(EXTRACTED INFORMATION)

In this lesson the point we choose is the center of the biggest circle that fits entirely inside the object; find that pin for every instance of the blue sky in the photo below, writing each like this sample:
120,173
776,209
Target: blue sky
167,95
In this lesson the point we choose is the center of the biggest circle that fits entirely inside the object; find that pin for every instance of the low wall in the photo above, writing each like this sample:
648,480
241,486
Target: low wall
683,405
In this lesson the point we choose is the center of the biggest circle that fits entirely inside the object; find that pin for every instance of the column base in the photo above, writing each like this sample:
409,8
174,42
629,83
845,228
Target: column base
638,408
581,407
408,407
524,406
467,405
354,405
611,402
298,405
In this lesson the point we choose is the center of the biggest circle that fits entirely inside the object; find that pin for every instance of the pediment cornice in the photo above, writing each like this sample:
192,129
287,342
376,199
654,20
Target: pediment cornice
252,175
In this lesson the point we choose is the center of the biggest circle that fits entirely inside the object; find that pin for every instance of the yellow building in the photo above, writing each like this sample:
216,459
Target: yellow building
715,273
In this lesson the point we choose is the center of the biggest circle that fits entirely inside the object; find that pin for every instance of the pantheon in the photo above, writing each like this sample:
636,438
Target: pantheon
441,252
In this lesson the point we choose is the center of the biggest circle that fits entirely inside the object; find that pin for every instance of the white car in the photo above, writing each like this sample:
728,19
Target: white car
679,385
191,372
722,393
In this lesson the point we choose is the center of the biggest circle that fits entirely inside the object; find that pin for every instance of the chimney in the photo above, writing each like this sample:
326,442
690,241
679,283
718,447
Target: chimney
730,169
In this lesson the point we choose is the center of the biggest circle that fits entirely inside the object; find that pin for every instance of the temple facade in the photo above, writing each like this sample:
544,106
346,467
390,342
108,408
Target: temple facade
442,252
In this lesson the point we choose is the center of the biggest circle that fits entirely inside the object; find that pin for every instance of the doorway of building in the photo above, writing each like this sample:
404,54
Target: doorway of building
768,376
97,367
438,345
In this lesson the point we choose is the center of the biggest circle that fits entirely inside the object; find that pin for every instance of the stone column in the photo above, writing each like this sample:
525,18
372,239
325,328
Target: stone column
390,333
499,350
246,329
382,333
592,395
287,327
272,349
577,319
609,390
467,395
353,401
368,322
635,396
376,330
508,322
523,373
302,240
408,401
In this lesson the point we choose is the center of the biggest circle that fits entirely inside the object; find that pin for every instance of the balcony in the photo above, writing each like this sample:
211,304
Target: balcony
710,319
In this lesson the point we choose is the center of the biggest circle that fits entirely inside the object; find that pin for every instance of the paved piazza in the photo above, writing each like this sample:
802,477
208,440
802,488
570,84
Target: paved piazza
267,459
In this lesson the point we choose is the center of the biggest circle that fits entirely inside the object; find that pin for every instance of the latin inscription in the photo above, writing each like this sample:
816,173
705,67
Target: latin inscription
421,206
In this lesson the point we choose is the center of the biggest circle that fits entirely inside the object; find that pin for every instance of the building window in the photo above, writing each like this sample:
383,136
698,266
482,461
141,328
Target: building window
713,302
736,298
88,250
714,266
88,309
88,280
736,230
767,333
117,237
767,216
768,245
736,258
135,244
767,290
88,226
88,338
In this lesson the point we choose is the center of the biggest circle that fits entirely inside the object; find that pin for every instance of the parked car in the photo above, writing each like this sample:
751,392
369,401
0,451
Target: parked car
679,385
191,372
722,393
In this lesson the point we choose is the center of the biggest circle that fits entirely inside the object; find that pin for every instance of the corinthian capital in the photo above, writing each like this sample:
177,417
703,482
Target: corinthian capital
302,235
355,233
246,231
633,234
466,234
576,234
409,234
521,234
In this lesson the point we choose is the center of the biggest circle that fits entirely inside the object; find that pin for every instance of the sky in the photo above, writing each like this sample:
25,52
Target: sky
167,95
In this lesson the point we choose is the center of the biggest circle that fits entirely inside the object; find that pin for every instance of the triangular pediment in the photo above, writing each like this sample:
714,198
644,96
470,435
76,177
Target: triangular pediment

(End EXTRACTED INFORMATION)

**TASK ITEM**
Copy out the lines of the data where the word "triangular" can be found.

**TASK RESPONSE**
In this lesson the point we choose is the center of the biggest circle that fits entirely inside the object; find that pin for every instance of the triangular pediment in the photo above, writing each like this sample:
Target: triangular pediment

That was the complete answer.